Exercise prompt: Below is a set of records. Repeat all of them exactly.

Input for this task:
-- Opening Marker --

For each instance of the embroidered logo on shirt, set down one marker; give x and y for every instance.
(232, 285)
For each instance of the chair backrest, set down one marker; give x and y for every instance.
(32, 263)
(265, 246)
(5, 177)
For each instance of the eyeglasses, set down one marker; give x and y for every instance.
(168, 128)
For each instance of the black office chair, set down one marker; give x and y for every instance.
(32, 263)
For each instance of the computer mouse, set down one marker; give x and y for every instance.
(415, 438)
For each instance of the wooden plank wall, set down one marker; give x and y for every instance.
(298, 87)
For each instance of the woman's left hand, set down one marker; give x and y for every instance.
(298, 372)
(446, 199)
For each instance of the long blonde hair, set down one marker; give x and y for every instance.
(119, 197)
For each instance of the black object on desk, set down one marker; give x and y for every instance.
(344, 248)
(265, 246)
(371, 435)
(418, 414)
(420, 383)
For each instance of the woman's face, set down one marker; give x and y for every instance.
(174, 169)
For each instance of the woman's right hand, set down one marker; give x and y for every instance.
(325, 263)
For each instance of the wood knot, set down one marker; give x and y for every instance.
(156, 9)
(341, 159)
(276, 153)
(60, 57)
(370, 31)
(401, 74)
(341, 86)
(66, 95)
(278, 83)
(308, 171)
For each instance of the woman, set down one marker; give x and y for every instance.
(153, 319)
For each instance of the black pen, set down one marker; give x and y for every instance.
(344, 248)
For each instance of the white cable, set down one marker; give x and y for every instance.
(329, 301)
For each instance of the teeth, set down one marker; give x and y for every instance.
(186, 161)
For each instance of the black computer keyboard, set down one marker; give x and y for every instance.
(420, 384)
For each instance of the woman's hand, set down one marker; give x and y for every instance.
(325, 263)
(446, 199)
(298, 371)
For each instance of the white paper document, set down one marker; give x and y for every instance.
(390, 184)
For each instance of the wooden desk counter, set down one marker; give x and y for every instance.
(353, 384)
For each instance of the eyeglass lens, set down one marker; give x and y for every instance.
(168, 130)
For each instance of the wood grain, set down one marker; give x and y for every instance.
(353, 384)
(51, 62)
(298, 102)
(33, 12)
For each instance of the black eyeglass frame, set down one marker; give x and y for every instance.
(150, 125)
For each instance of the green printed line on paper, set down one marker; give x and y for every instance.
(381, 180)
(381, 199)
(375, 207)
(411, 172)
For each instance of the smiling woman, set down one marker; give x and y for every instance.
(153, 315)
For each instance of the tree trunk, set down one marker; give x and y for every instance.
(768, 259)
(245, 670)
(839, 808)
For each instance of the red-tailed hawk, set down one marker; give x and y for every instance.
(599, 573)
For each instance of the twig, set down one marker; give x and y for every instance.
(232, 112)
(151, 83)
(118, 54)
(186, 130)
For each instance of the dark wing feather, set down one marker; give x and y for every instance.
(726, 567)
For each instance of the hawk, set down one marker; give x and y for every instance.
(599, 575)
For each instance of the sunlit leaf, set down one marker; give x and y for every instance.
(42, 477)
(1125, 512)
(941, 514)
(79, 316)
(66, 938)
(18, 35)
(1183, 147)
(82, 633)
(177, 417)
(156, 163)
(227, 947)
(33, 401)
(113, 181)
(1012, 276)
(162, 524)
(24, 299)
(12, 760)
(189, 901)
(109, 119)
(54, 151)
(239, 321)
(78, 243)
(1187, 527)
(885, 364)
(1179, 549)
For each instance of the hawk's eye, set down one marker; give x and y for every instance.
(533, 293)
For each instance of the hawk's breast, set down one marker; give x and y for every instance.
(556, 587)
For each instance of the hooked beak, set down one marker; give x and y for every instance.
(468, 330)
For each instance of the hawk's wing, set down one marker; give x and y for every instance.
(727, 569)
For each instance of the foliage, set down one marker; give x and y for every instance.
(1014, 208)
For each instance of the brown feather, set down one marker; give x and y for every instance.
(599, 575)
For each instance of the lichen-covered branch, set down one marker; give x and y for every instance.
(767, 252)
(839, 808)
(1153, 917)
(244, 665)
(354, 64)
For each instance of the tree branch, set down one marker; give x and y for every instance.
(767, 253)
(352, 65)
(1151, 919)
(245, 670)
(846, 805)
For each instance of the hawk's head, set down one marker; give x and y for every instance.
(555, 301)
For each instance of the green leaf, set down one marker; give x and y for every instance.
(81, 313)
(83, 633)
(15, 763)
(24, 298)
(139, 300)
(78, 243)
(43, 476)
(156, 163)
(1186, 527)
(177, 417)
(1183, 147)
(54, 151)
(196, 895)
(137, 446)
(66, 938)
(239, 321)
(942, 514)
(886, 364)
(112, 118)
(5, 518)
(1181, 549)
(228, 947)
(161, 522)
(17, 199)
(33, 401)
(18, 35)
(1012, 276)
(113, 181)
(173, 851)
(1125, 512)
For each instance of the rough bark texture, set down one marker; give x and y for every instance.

-- Closing Marker --

Response to the task:
For each instance of the embroidered logo on shirt, set down one marker; give x and y for every instance.
(232, 285)
For each instance of the chair backrest, set down one marker; give x and y for every instance.
(32, 263)
(265, 246)
(5, 177)
For each instance of the eyeglasses, set down one marker; give x and y for every instance.
(168, 128)
For each instance of the black office chair, set down one marker; give x and y for every instance.
(32, 263)
For each instance of the computer mouse, set down one marker; give x and y for every instance.
(415, 438)
For each instance of the wooden plank wall, set down one marker; give x and y for every instance.
(298, 87)
For each instance of the woman's left hand, set down one marker; give x and y for every instance.
(298, 372)
(446, 199)
For each instance of the long blonde hair, set down one marker; give x and y for every instance.
(119, 197)
For each instance of the black object on desk, set down one marker; give x and y for every instance.
(344, 248)
(265, 246)
(371, 435)
(418, 414)
(420, 383)
For each instance of the woman's face, set down one marker; give x and y for every instance.
(174, 169)
For each instance of the woman's right hand, set down one marker; give x and y for every instance.
(325, 263)
For each instance of the wood knot, set down one marker; give x and y for every instance.
(156, 9)
(341, 159)
(276, 153)
(60, 57)
(370, 31)
(401, 74)
(341, 86)
(66, 95)
(278, 83)
(308, 171)
For each instance of the woman, set down one marker; give x and y for every instance.
(153, 319)
For each instance of the black pen, set down one marker; give x and y for every instance.
(344, 248)
For each instance of the white cable, set down one marker; give x and y for every instance.
(329, 301)
For each instance of the teeth, set down one marker; give x and y for every instance.
(186, 161)
For each instance of the black computer keyboard, set down one marker; give x and y for every instance.
(420, 384)
For each instance of the woman's hand, set down one marker; give x and y for every instance.
(325, 263)
(446, 199)
(298, 371)
For each instance of the white paper document, set down one marker; give x and y for every instance.
(390, 184)
For each instance of the wooden desk counter, set down one marker; give x and y for every instance.
(353, 384)
For each instance of the eyeglass lens, set down one marker; give x and y for every instance.
(168, 130)
For each instance of the wood grain, set down one marker; give x and y for every instance.
(353, 384)
(51, 62)
(298, 102)
(33, 12)
For each instance of the black eyeglass frame, set down one marker; give x and y for every instance.
(150, 125)
For each instance of the green printed line on paper, set down one marker; give x and y for every instance.
(381, 180)
(381, 199)
(375, 207)
(411, 172)
For each instance of the smiling woman, set down one marker; give x and y for every instance.
(153, 315)
For each instance of the tree trunk, set down one marker; give x and y for every instance.
(768, 259)
(245, 670)
(839, 808)
For each instance of the red-tailed hawk, set down one marker; give x and y for every instance.
(599, 573)
For each instance of the twig, set down one marker; give x and y for every instance.
(232, 112)
(151, 83)
(118, 54)
(186, 130)
For each instance of the dark wing feather, set down one marker; give x and y for every instance.
(726, 567)
For each instance of the hawk, set down one marker; give x and y for every instance.
(599, 575)
For each instance of the sunlit leaf, set down one marker; give x and y for every instance.
(42, 477)
(1125, 512)
(941, 514)
(79, 316)
(66, 938)
(18, 35)
(1183, 147)
(82, 633)
(177, 417)
(156, 163)
(227, 947)
(33, 401)
(113, 181)
(1012, 276)
(162, 524)
(24, 299)
(12, 760)
(189, 901)
(109, 119)
(54, 151)
(239, 321)
(78, 243)
(1187, 527)
(885, 364)
(1179, 549)
For each instance of the hawk's eye, set down one marker; give x and y for every instance.
(533, 293)
For each instance of the hawk's breast, set down one marker; give x and y for every instance.
(556, 587)
For each instance of the hooked beak, set down one marker; give x and y for every instance.
(468, 330)
For each instance of the hawk's wing, set down one marker; give x and y for every instance.
(727, 569)
For each instance of the foliage, set down one marker; give x and y for every instance.
(1014, 208)
For each instance of the brown feather, set down one marker; give x and y for every instance.
(599, 575)
For each instance of the lichen-covered branch, set down one marker; give x and y for every instance.
(767, 252)
(839, 808)
(1153, 917)
(244, 665)
(354, 64)
For each instance of the tree branch, set down one marker; give x and y for every instance.
(767, 253)
(352, 65)
(1151, 919)
(245, 670)
(846, 805)
For each instance of the hawk's head, set down one marker; give x and y for every instance.
(555, 301)
For each instance of the green leaf, set down one marker; give x and y for every instance.
(81, 313)
(83, 633)
(15, 763)
(24, 298)
(139, 300)
(78, 243)
(43, 476)
(156, 163)
(1186, 527)
(177, 417)
(1183, 147)
(54, 151)
(196, 895)
(137, 446)
(66, 938)
(239, 321)
(942, 514)
(886, 364)
(112, 118)
(5, 518)
(1181, 549)
(228, 947)
(161, 522)
(17, 199)
(33, 401)
(18, 35)
(1012, 276)
(113, 181)
(173, 851)
(1125, 512)
For each instance of the rough bark texture, set down one marker; give x and y for every instance.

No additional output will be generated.